Problem requirements: Without any pictures, copy the records below once more, exactly as they are.

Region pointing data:
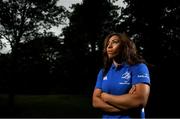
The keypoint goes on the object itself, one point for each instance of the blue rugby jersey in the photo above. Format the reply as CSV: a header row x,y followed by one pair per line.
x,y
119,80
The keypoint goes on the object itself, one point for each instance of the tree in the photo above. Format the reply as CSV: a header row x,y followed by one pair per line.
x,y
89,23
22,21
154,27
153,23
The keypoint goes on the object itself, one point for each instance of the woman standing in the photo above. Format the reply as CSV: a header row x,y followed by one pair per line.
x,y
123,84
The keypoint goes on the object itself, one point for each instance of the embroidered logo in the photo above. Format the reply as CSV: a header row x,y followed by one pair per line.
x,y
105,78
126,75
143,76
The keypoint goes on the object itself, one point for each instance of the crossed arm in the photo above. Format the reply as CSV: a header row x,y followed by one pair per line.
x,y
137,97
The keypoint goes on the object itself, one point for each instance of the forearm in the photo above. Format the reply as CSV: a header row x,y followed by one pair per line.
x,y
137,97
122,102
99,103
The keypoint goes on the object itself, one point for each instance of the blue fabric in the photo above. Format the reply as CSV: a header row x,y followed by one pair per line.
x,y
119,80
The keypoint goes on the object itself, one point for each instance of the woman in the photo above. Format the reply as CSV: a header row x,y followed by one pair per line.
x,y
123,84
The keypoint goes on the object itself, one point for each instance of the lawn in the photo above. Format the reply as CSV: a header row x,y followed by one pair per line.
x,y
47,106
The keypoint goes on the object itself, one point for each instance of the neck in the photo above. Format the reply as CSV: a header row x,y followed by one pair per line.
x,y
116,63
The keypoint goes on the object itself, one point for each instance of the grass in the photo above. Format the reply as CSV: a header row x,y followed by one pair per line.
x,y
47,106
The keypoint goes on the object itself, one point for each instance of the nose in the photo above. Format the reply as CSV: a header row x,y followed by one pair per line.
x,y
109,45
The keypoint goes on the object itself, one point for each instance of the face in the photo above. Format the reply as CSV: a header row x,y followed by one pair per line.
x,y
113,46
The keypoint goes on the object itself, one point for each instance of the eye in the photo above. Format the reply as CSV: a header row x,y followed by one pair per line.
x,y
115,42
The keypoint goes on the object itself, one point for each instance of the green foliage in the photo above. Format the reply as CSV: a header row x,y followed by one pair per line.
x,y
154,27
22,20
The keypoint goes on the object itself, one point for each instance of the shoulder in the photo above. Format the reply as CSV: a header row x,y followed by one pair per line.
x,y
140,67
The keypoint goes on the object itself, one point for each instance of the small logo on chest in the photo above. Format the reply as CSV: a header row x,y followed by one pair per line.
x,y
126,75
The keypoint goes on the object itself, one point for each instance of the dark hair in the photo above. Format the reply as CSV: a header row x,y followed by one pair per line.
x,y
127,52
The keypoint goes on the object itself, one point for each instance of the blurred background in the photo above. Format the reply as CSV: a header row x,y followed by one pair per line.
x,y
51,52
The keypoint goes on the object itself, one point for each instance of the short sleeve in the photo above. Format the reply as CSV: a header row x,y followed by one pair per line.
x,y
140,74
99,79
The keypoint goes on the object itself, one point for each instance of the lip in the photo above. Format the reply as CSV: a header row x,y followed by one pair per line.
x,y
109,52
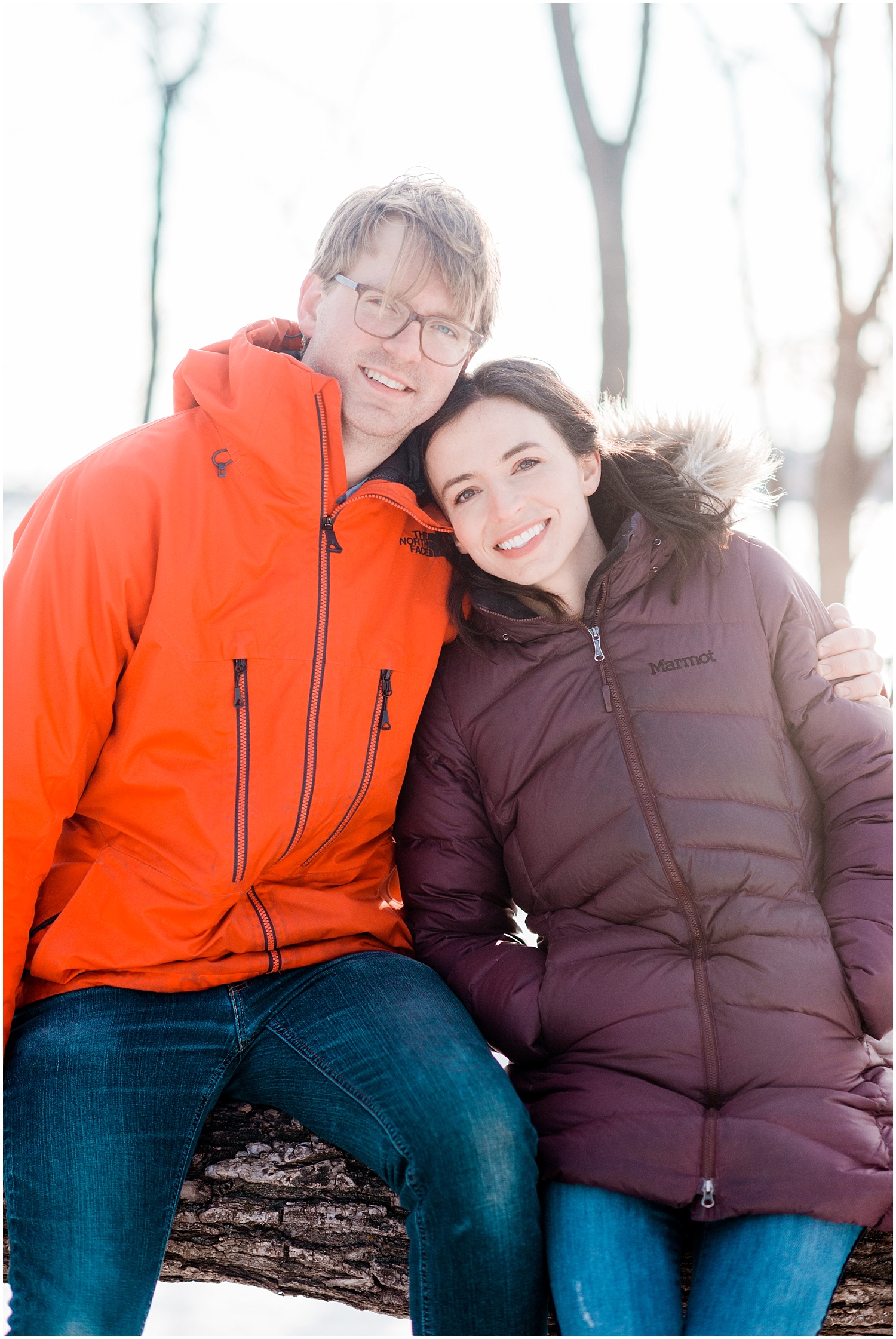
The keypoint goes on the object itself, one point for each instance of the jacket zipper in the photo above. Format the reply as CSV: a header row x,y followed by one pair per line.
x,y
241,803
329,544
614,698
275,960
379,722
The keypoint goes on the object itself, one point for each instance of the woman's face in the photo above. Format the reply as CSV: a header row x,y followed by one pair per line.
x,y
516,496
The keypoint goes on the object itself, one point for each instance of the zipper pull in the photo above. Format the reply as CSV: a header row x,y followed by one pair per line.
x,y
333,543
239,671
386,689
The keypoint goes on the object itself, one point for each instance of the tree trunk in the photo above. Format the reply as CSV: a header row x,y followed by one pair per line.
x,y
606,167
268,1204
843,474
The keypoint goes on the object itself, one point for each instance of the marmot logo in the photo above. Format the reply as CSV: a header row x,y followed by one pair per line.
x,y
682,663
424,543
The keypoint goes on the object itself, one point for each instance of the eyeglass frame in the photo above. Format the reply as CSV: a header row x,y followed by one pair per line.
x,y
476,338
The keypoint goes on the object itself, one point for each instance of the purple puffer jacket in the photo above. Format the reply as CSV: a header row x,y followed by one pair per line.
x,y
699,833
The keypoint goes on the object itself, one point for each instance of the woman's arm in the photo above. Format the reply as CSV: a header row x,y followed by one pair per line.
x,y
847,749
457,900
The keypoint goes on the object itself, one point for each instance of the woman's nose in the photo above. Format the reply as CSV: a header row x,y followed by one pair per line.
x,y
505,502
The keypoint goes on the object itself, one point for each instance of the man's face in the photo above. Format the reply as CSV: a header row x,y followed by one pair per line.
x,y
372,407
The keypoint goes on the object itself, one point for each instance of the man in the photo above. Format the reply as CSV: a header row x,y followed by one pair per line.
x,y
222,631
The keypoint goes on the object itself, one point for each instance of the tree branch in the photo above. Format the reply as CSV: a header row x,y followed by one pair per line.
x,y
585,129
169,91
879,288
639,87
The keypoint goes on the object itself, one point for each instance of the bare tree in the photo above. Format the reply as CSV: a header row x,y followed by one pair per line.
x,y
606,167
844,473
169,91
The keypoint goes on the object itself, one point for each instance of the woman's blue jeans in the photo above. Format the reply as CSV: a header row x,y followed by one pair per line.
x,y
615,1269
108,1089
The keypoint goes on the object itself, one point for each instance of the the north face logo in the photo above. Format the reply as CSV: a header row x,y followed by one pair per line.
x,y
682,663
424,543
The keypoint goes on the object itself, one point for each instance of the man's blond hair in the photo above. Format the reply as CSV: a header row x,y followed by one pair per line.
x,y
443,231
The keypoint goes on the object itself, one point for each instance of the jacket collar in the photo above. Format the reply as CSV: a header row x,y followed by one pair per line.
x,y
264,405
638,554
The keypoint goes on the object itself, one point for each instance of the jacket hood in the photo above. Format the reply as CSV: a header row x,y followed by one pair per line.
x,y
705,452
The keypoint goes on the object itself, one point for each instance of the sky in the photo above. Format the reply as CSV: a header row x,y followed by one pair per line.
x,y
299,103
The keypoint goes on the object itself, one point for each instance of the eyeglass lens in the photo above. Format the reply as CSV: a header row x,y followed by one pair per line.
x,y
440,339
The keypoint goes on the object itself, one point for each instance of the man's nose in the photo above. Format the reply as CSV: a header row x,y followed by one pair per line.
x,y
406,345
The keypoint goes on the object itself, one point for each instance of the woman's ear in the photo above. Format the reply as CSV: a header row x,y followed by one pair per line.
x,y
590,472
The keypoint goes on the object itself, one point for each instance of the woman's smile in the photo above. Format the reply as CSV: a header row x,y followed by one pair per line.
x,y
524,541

Response to this task:
The keypoint goes on the object itself, one point for each instance of the blue rugby jersey in the photo above. Format the reply as CSV: a header row x,y followed by one pair per line.
x,y
119,80
The keypoint goes on the object itself, one point for each instance of the tree in the photo above. Format the reply as CSV: a header row x,y followed by one pair per line.
x,y
89,23
22,21
154,27
153,23
The keypoint goes on the object itself, one point for each instance of the woman standing in the photo above. Format the reply as CSV: a header row x,y followed by one pair per line.
x,y
123,84
The keypoint goes on the object itself, one point for each instance of the embroidered logo in the photo above. Format the reply as CSV: a header row x,y followed by one pair per line.
x,y
105,78
126,75
143,76
The keypoint goes on the object itself, one point for each instance of the crossed arm in the photo above. Format the reply as CSV: a header row x,y followed by one pair per line.
x,y
137,97
The keypoint goes on the object itself, one point for each instance of the forearm in the photo above. Format the reply as CSV: a header row x,y followed by one pair per line.
x,y
137,97
122,102
99,103
The keypoint goes on the object itself, one point for each instance of the blue fabric in the photo above. Format the reply as CSV: a header row x,y followed by one pair per line.
x,y
119,80
The keypoint goes on the object itself, one point for each instance of the woman in the photo above. Format the reply as CSV: a header row x,y followed by one pair per line.
x,y
123,84
The keypoint goes on the object itself, one point for each instance of the lawn in the photo above. Format the reply as CSV: a header row x,y followed by one pair per line.
x,y
47,106
The keypoint goes on the object itself, one point for each instance of the neck in the photo above. Format the reply as CSV: a header row x,y followed by one pair per line.
x,y
116,63
The keypoint goes on the object itself, one point for each instance of the grass in the photo above. Format the reply as CSV: a header row x,y followed by one pair per line.
x,y
47,106
The keypoint goes on the object itself, one point for each instance of the nose in the photo above. Format the reply as CSV: a header row x,y followed by one pair per line.
x,y
109,45
The keypoint goes on the object itself, one point for each instance of the face in the photo above. Format the reply as CSV: a header row x,y followed by one pair per line.
x,y
113,46
The keypoint goes on the object itself, one point for each instance of the eye in the photo above. Format the reply as CSV: a header row x,y followed by one pair per line.
x,y
115,42
The keypoint goes on the object itself, one point for each instance of the green foliage in the photo above. Format the reply as CSV: a header row x,y followed by one pair per line.
x,y
154,27
22,20
The keypoint goes on the object itself, one point for each instance of the shoulder in the photo above. Format the reply as CSV: a header row x,y followed by one pair per line.
x,y
140,67
The keypoint goes on the object itself, one point for each instance of the small logo on chest in the photo above. Format the reply as CSV: a header row x,y followed by one pair per line.
x,y
126,75
The keypoint goes on the object itself, one point for each instance of the dark hair in the photo above. Format the reply as CSV: a header row x,y followed by one pair per line.
x,y
127,52
The keypoint goes on the object itself, one point for each instance of the blurred background in the photo above. Format the reply as CSV: a header row x,y followed by one pair per line.
x,y
51,52
The keypoint goes on the object itself, one point for each instance of the short sleeve in the photo above. Format the reply as CSV: a header row x,y followed by one pair per line.
x,y
140,74
99,79
The keypoint goes on the object itself, one point for each instance of the lip in the photo above. Format the reply as CSV: a header row x,y followed by one pair per line.
x,y
109,52
The keypoint goes on the object itself, one point for each instance of the jacket zipper in the photo above. Format the reply as CSV: a header row x,y followed by one pair per line.
x,y
241,803
329,544
614,698
275,960
379,722
The keypoint goes on the object itself, one point for each instance of the woman's face in the photo above. Format the reply as CSV: a header row x,y followed by one pair per line.
x,y
516,496
The keypoint goes on the object itself, one point for each instance of the zipper pull in the photo above. Format the reply as CSV: a header row x,y followed by one pair per line.
x,y
333,543
239,671
386,689
The keypoint goes on the object itself, one point for each instance of the tree trunk in the photo above. Format the reply as CSV: a header row x,y followed by one pair per line.
x,y
606,167
268,1204
843,474
The keypoint goes on the object itself, one point for each instance of the marmot logo in the photo above. Format the reply as CSV: a header row x,y followed by one pair per line.
x,y
682,663
424,543
The keypoint goes on the object itself, one point for each instance of the eyeglass frame in the photo above. Format the reply as CSV: a header row x,y followed by one pair per line.
x,y
476,338
The keypoint goes on the object itself, one point for each instance of the purple puffer jacket in the photo above. Format the reply as CSV: a header row x,y followed by one pair per line.
x,y
699,833
The keypoint goes on the object itself, one point for each instance of the woman's arm in the photo above. Format the reply as CSV: a header row x,y followed by one pair per line.
x,y
847,749
457,900
The keypoint goes on the object itself, one point for each instance of the woman's nose in the photo above. Format the reply as CSV: a header row x,y followed by one pair per line.
x,y
505,502
The keypoint goes on the object itself, one point for each instance of the man's face in the photo above. Format the reply as CSV: a header row x,y followed by one pair per line.
x,y
372,407
The keypoint goes on the object itself, one point for each instance of the man in the photo above. Format the reply as CSV: a header row x,y followed by one pair per line.
x,y
222,631
The keypoint goes on the object itself, one point for each instance of the tree branch in the photo above. Format the reply as CSV: a header row x,y followed by one pair per line.
x,y
585,129
169,91
879,288
639,87
The keypoint goes on the object itself, one point for each instance of the bare tree in the photo above. Format the reply as CSV: a header row x,y followed by one pair per line.
x,y
606,167
844,473
169,91
The keypoint goes on the object itself, one point for each instance of the woman's blue jeans in the photo above. Format the reply as CSV: a header row x,y followed by one pair per line.
x,y
615,1269
108,1089
The keypoint goes on the object itself, one point for each instance of the the north face logo in the photo above. Format the reply as CSV: a header row x,y followed by one pair per line.
x,y
682,663
424,543
The keypoint goes on the object itself, one point for each instance of the man's blond hair in the photo above. Format the reply as CSV: a header row x,y followed by one pair per line.
x,y
443,231
The keypoint goes on the object itself, one point for each instance of the jacket collar in the photo above. Format the reply as CSV: a header row x,y followed by one pair per line.
x,y
264,405
638,554
The keypoint goes on the object itself, one point for each instance of the jacket hood in the photo above. Format the reply as CSV: a header row x,y followed by one pair per line.
x,y
705,452
The keypoint goes on the object itself, one point for each instance of the sky in the photo above. Format the reply as CSV: a header row x,y followed by one pair per line.
x,y
299,103
The keypoint goes on the object itself, one point for each instance of the eyeglass lens in the photo above. Format the reply as CSV: a header row x,y followed by one pair per line.
x,y
440,339
The keypoint goes on the object itself, one point for each instance of the man's nose in the photo above. Format the reply as CSV: a header row x,y followed by one pair per line.
x,y
406,345
The keypoint goes on the object itself, one point for each instance of the woman's ear in the photo above. Format the reply as CSV: a header row x,y followed by one pair per line.
x,y
590,472
The keypoint goes on the object itself, one point for each instance of the woman's smile in the photo above. Format the reply as CSV: a header row x,y followed by one pair per line.
x,y
524,541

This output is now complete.